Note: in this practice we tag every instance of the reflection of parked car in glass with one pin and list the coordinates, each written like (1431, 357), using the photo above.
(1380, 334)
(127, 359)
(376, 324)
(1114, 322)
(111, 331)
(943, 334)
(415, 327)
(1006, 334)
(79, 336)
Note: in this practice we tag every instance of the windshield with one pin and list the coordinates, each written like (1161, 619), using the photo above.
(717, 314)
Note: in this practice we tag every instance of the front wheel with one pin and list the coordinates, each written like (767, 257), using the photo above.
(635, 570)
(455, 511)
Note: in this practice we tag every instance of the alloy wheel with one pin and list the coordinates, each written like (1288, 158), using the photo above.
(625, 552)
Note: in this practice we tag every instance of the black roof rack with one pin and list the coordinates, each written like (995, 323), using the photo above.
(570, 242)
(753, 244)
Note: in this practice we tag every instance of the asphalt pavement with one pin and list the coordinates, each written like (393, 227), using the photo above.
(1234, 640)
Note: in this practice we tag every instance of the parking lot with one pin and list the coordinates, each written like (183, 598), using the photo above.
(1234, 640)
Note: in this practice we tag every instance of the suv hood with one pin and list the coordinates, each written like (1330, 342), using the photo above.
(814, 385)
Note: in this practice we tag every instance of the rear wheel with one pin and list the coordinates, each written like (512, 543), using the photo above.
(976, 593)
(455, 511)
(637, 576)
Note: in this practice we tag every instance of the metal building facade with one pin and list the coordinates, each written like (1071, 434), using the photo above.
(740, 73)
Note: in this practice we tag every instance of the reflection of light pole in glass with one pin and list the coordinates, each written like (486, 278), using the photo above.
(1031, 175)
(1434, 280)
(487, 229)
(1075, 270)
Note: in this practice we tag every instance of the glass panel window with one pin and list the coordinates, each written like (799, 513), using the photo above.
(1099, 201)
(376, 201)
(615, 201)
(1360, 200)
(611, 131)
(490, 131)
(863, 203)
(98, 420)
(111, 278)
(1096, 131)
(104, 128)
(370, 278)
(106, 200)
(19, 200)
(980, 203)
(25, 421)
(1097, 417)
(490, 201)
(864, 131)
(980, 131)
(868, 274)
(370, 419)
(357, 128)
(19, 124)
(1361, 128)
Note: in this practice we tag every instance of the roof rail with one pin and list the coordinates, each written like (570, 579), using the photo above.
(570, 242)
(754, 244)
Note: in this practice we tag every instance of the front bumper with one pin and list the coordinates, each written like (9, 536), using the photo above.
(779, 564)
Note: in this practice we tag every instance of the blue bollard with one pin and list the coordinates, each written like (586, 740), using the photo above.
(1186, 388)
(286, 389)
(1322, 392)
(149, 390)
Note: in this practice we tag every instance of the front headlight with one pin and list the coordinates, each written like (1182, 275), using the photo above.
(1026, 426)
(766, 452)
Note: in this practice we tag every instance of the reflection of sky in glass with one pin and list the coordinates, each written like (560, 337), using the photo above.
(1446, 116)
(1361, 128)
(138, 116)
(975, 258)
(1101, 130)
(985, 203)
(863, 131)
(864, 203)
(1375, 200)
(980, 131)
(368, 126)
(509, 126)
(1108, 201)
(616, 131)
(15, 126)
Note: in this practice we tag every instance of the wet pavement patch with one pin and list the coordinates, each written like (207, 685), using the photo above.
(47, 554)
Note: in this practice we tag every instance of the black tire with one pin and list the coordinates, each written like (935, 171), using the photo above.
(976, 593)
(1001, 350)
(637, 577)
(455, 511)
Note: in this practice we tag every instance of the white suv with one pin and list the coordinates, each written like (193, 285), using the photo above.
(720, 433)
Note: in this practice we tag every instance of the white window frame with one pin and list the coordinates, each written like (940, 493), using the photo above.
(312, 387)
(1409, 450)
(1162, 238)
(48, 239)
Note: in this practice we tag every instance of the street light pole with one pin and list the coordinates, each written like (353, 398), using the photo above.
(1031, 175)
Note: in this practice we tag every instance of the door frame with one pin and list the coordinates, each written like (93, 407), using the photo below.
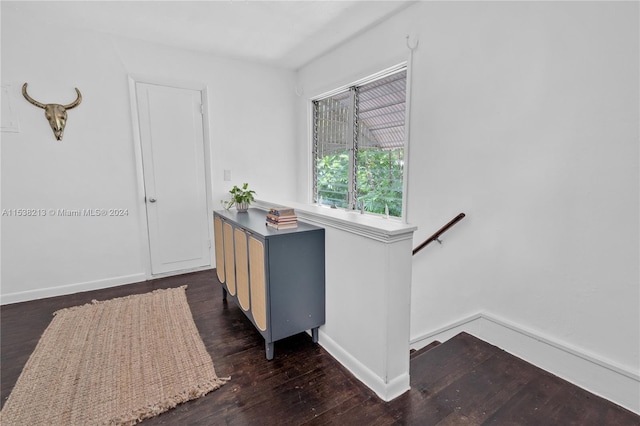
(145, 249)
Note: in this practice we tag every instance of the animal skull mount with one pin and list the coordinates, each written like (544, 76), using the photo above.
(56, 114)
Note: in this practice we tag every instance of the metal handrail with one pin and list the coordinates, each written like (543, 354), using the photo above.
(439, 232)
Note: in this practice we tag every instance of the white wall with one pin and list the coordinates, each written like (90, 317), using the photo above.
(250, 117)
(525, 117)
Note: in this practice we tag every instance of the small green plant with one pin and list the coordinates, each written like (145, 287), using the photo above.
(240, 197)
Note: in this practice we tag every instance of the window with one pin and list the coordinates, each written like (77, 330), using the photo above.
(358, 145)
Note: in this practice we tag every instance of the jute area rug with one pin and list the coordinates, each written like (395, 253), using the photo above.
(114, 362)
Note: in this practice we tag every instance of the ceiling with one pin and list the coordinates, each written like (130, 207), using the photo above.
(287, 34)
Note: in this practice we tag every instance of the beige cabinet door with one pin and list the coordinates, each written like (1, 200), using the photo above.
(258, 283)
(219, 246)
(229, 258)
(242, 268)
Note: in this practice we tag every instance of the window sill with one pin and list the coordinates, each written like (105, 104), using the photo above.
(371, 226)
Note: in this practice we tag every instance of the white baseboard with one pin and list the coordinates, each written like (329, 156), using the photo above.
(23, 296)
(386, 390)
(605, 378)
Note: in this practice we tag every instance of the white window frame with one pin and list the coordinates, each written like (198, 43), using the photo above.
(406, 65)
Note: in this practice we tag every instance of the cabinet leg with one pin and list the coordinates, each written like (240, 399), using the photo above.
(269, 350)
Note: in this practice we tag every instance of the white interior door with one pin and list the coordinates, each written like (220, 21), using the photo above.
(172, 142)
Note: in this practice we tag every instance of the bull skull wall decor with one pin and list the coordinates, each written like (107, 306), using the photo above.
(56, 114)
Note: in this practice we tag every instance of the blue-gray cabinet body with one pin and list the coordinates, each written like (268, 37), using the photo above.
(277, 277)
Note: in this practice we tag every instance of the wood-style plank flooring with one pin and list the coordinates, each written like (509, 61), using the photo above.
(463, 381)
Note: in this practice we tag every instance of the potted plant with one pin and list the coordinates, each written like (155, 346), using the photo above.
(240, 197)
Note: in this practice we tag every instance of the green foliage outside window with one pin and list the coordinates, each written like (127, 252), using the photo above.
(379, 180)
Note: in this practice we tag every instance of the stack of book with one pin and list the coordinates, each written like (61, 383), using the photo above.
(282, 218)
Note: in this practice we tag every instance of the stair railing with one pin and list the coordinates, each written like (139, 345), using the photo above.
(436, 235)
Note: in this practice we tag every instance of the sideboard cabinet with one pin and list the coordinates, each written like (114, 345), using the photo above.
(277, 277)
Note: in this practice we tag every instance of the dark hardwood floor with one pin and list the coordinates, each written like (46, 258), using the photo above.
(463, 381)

**AIM OF THE EXERCISE:**
Every line of text is to be repeated exactly; pictures are left out.

**RESPONSE TO THIS EXERCISE:**
Note: in this practice we tag every instance of the reflection of parked car in glass with one pin and list the coordinates, each written like (1431, 357), using the photo above.
(1380, 334)
(127, 359)
(376, 324)
(1114, 322)
(111, 331)
(943, 334)
(415, 327)
(1006, 334)
(79, 336)
Note: in this practice we tag every instance of the windshield with one pin and list the coordinates, each written like (1161, 619), using the photo above.
(717, 314)
Note: in this practice we tag every instance of the front wheel with one pin and list the coordinates, each written like (767, 257), using the photo above.
(635, 570)
(455, 511)
Note: in this practice we tag every instance of the alloy wheel with one pin and list the coordinates, each written like (1288, 158), using the photo above.
(625, 552)
Note: in this practice we tag every instance of the black roof rack with one pin and list the coordinates, each written like (995, 323), using the photo above.
(570, 242)
(753, 244)
Note: in this practice we tag every instance of the asphalt pavement with one pin and list the coordinates, each written like (393, 227), using the photo above.
(1234, 640)
Note: in this practice we tag every instance of the parking lot with one pin and list the coordinates, each written like (183, 598), using the photo above.
(1234, 640)
Note: in this practice we tag every instance of the suv hood with one pin and list the coordinates, each written like (1330, 342), using the photo above.
(814, 385)
Note: in this practice we tag every instance of the rear wheel with one pin and list the coordinates, each written like (512, 543), using the photo above.
(976, 593)
(455, 511)
(637, 576)
Note: in this practice we tag every instance of the metal building facade with one pin and list the coordinates, each written like (1071, 434), using the photo above.
(740, 73)
Note: in this practice we tag every instance of the reflection of light pole in glass with one pin and list the coordinates, each written like (486, 278), using the photo above.
(1031, 175)
(1434, 280)
(487, 229)
(1075, 270)
Note: in this practice we tag every instance of the glass panel window with one pin and list the coordinates, each written like (799, 513), using the photo above.
(1099, 201)
(376, 201)
(615, 201)
(1360, 200)
(611, 131)
(490, 131)
(863, 203)
(98, 420)
(111, 278)
(1096, 131)
(104, 128)
(370, 278)
(106, 200)
(19, 200)
(980, 203)
(25, 421)
(1097, 417)
(490, 201)
(864, 131)
(980, 131)
(868, 274)
(370, 419)
(357, 128)
(19, 124)
(1361, 128)
Note: in this practice we tag every instance of the roof rail with one pin and list the coordinates, each written like (570, 579), using the photo above.
(570, 242)
(754, 244)
Note: in this practice we tag every instance of the front bumper with one pin and list the coordinates, each written like (9, 536), using the photo above.
(779, 564)
Note: in this practice we tag every instance of the blue bollard with one pin and list the coordinates, each written like (586, 740), using the photo above.
(1186, 388)
(286, 389)
(1322, 392)
(149, 390)
Note: in this practice we tag every instance of the front headlight with one pin and list the coordinates, each written like (1182, 275), using the photo above.
(1026, 426)
(766, 452)
Note: in this practice we tag every instance of the reflection of sky in glass with one pin and list the coordinates, each written like (560, 337), using the photo above.
(1446, 116)
(1361, 128)
(138, 116)
(975, 258)
(1101, 130)
(985, 203)
(863, 131)
(864, 203)
(1375, 200)
(980, 131)
(368, 126)
(509, 126)
(1108, 201)
(616, 131)
(15, 126)
Note: in this practice we tag every instance of the wet pavement patch with one pin and list the coordinates, each written like (207, 685), using the photo above.
(47, 554)
Note: in this practice we tag every instance of the black tire with one pin and list the coordinates, each written like (935, 171), using the photo above.
(976, 593)
(1001, 350)
(637, 577)
(455, 511)
Note: in this practice we tag every instance of the white suv with one pin and list the coordinates, each written like (193, 285), using the photo above.
(720, 433)
Note: in this practice we tag every instance of the white window frame with one pin and list the coordinates, each written like (940, 493), using the photo above.
(312, 387)
(1409, 450)
(1162, 238)
(48, 239)
Note: in this practice we tag every instance of the street light pole with one pin and list the coordinates, each written like (353, 398), using the photo above.
(1031, 175)
Note: in this practice we tag every instance of the door frame with one pin and list the coordinates, each written like (93, 407), using the photo below.
(145, 249)
Note: in this practice we tag every instance of the animal skull mount with one pin and list the coordinates, each written like (544, 76), using the photo above.
(56, 114)
Note: in this practice we tag every instance of the metal handrail with one pin and list the coordinates, each written like (543, 354), using the photo above.
(439, 232)
Note: in this practice we tag every instance of the white wall with one pin and list the coordinates, each written like (90, 317), using the photo above.
(250, 117)
(525, 117)
Note: in this practice we tag every instance of the small green plant with one pin and list the coordinates, each written like (145, 287), using the photo above.
(240, 197)
Note: in this practice we tag every instance of the window with one pin and list the coordinates, each written like (77, 330), using the photo above.
(358, 145)
Note: in this practice we tag every instance of the jute area rug with one pin and list the coordinates, each written like (395, 253), using the photo above.
(114, 362)
Note: in this practice we tag every instance of the ceiling with one pin and list the coordinates, each written like (130, 207), using the photo above.
(287, 34)
Note: in this practice we tag every instance of the beige cabinet door with one pin and list the coordinates, each written like (1, 200), using the photo above.
(258, 283)
(219, 246)
(229, 258)
(242, 268)
Note: in this practice we tag every instance of the window sill with one pin and list the coordinates, each written like (105, 104), using the photo above.
(371, 226)
Note: in this practice we tag every instance of the white baseboard with one pin and list the coordinates, each written like (329, 156), using the photo above.
(23, 296)
(386, 390)
(605, 378)
Note: in this practice we tag every instance of the white window frame with one pin and list the coordinates, each written like (198, 43), using the photo above.
(406, 65)
Note: in this practice we tag every instance of the cabinet leg with one pin and list the coordinates, each written like (240, 399), using the photo above.
(269, 350)
Note: in this practice we tag every instance of the white interior door with one pin and list the coordinates, each written like (220, 21), using the photo above.
(172, 142)
Note: in this practice we tag every instance of the bull skull wall decor with one pin and list the coordinates, each written like (107, 306), using the photo above.
(56, 114)
Note: in this practice we tag every instance of the blue-gray cabinet body with one pin and list the coordinates, each written like (268, 37), using the photo above.
(277, 277)
Note: in this practice we tag every instance of the wood-style plank flooring with one pin and list the coordinates, each written like (509, 61), using the photo above.
(463, 381)
Note: in this practice we tag every instance of the potted plant with one pin and list the coordinates, each written like (155, 346), using the photo above.
(240, 197)
Note: in this practice we tag every instance of the green foliage outside window with one pin and list the coordinates, each written like (127, 252), using the photo above.
(379, 180)
Note: in this practice we tag every instance of the stack of book with one pin and list the coordinates, each written like (61, 383), using the photo above.
(282, 218)
Note: in this practice we tag every instance of the stair railing with one pin and list the coordinates, each written like (139, 345), using the photo above.
(436, 235)
Note: in this practice we tag every instance of the sideboard cabinet with one pin and list the coordinates, each written like (114, 345), using the photo above.
(277, 277)
Note: in this practice we tag every instance of the dark hardwood floor with one pin and list the coordinates, each written like (46, 258), using the photo above.
(463, 381)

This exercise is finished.